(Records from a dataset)

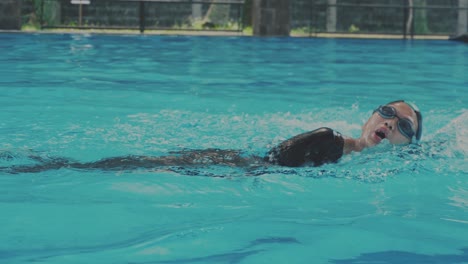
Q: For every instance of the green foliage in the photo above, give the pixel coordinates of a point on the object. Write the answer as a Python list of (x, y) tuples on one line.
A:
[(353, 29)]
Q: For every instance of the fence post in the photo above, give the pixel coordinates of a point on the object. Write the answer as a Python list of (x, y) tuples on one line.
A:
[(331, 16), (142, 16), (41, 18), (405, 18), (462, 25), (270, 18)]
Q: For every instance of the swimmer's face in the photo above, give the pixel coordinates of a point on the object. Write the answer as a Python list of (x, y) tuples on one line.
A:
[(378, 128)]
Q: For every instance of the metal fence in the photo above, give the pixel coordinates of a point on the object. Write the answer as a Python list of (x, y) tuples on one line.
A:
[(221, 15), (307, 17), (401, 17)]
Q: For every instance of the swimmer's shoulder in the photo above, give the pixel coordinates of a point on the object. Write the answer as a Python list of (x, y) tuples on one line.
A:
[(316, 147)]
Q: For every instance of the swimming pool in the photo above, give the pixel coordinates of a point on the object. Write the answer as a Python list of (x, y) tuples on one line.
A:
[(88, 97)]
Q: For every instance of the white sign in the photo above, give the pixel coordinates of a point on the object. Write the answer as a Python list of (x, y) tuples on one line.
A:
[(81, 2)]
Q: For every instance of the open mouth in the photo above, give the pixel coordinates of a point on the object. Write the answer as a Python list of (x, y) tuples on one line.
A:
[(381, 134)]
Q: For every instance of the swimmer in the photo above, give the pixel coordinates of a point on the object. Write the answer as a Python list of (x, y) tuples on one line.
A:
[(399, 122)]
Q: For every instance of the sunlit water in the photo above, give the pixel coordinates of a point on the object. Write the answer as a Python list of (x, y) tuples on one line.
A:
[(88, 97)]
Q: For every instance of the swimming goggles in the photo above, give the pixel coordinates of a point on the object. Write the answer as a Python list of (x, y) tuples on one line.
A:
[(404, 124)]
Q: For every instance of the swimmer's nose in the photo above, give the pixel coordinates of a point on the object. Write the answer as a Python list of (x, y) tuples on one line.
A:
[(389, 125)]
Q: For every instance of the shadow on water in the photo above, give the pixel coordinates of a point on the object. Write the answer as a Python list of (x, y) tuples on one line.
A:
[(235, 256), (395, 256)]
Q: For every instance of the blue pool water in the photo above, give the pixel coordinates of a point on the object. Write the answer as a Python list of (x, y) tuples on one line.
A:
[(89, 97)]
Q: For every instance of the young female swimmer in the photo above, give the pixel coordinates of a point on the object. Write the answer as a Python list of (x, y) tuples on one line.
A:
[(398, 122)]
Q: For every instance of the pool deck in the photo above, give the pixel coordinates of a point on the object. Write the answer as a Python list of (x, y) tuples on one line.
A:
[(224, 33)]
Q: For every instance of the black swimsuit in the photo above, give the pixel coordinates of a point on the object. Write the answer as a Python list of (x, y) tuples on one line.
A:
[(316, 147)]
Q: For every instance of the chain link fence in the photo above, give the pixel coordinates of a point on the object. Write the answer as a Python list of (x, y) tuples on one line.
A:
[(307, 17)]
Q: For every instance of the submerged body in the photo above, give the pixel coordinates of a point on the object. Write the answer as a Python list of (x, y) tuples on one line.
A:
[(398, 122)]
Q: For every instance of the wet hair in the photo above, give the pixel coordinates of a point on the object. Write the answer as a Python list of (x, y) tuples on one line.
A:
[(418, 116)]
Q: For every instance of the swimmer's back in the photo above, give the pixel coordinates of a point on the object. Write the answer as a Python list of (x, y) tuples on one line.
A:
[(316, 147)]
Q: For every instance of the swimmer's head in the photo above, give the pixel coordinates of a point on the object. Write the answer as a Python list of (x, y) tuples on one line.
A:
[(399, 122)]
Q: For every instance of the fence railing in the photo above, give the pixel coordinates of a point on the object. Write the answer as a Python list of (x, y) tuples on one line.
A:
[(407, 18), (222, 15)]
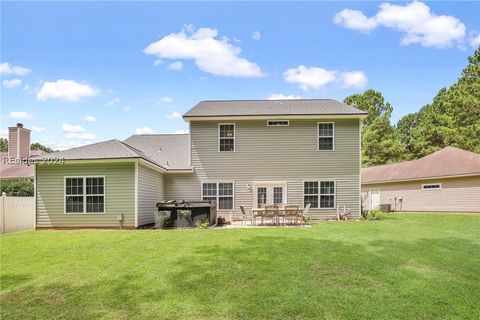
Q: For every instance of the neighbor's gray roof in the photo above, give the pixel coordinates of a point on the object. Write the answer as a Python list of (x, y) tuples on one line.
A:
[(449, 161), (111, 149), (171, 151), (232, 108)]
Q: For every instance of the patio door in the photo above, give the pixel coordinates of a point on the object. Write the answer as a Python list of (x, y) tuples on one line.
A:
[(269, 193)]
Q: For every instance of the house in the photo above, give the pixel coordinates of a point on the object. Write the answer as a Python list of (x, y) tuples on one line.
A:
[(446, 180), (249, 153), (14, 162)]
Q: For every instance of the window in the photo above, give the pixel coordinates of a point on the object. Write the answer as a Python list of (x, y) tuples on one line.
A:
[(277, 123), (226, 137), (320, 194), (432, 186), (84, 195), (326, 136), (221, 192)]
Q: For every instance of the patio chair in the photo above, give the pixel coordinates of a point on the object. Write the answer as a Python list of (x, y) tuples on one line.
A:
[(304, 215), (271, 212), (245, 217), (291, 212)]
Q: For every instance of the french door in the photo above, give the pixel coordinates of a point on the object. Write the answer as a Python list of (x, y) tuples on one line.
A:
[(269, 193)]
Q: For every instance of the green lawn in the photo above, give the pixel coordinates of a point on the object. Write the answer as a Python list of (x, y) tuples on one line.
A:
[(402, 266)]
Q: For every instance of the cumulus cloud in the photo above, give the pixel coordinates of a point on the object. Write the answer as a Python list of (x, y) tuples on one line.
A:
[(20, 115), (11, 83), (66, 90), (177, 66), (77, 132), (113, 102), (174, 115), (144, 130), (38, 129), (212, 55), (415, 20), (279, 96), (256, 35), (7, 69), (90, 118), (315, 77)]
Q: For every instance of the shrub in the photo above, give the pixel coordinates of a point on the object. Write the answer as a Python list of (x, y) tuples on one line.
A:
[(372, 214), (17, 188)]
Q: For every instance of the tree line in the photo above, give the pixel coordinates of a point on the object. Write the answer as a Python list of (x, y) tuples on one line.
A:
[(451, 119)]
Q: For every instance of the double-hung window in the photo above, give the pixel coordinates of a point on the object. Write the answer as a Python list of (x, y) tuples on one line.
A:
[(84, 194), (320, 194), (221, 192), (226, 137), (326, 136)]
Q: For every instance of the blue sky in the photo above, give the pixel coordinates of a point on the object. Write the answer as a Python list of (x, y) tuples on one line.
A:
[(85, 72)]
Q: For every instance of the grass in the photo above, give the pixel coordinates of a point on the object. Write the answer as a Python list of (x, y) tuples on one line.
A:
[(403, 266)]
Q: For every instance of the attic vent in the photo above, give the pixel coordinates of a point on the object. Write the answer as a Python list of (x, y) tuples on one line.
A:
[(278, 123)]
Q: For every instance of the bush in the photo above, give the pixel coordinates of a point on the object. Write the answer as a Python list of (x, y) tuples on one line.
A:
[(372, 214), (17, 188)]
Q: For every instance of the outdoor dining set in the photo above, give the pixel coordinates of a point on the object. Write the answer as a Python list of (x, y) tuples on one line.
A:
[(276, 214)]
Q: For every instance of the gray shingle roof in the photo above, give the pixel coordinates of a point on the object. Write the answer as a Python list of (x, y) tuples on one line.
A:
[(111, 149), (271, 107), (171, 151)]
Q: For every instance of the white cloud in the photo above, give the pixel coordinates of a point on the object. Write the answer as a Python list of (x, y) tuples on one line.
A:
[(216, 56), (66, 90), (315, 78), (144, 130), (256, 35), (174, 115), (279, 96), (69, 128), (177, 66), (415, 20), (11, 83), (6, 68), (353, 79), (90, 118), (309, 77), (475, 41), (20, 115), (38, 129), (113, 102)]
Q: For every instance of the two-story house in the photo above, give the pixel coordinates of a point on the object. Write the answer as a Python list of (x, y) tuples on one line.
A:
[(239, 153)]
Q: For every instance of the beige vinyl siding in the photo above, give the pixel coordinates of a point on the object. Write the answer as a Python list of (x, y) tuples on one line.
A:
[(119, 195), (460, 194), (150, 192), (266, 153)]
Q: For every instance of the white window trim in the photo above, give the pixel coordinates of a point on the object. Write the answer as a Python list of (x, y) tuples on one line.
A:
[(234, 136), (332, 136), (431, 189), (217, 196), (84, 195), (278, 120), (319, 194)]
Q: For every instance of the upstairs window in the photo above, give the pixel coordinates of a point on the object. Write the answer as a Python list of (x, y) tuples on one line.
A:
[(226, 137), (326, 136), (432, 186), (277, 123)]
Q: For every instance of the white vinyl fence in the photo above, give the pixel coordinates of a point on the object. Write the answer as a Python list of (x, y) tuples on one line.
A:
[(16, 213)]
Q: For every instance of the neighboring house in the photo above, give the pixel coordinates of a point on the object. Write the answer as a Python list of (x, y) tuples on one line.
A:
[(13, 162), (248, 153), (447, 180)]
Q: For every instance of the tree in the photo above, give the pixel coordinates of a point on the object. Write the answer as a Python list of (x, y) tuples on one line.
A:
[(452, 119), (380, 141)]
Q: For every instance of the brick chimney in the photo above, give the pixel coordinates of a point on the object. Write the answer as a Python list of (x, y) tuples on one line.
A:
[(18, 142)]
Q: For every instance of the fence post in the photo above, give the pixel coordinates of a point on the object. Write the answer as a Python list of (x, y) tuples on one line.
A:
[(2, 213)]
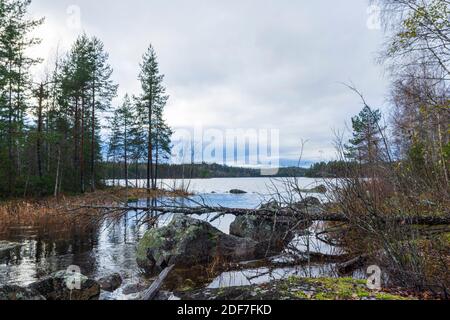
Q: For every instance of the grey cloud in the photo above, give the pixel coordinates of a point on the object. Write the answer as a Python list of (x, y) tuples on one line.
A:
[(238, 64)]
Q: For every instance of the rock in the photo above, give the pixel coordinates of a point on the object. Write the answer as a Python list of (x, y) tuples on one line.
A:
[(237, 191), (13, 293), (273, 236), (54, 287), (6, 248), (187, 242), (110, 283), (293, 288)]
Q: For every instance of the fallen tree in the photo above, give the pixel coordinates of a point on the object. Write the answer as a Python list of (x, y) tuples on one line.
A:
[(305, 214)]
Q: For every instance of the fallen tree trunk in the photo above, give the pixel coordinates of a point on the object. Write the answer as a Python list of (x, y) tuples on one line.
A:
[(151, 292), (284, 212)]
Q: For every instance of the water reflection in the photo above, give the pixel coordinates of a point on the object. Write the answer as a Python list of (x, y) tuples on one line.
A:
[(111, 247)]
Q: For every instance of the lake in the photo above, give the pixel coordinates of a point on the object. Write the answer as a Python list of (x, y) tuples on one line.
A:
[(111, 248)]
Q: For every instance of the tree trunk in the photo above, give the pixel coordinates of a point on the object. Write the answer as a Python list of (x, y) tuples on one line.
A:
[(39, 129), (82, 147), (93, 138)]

--- WHAT YOU NEED TO DO ---
Reply with the count alone: how many lines of the records contain the string "water"?

--- ANSWER TO THIS EXERCISE ---
4